** START OF INPUT **
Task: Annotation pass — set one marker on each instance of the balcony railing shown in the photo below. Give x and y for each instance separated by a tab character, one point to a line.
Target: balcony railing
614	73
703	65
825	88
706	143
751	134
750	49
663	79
** END OF INPUT **
» YOUR GOAL: Rewrite all of the data above, including the requests, and multiply every point coordinate in the answers by 1.7, rounding to whole numbers with halves rounded up.

» WORKED SOLUTION:
Task: Annotation pass — set one marker on each instance of the balcony railing shown in the photo below. Give x and y for each instance separated by a tab character, one point to a line.
Target: balcony railing
1044	124
1195	111
1403	150
1200	243
1277	228
1275	83
1127	134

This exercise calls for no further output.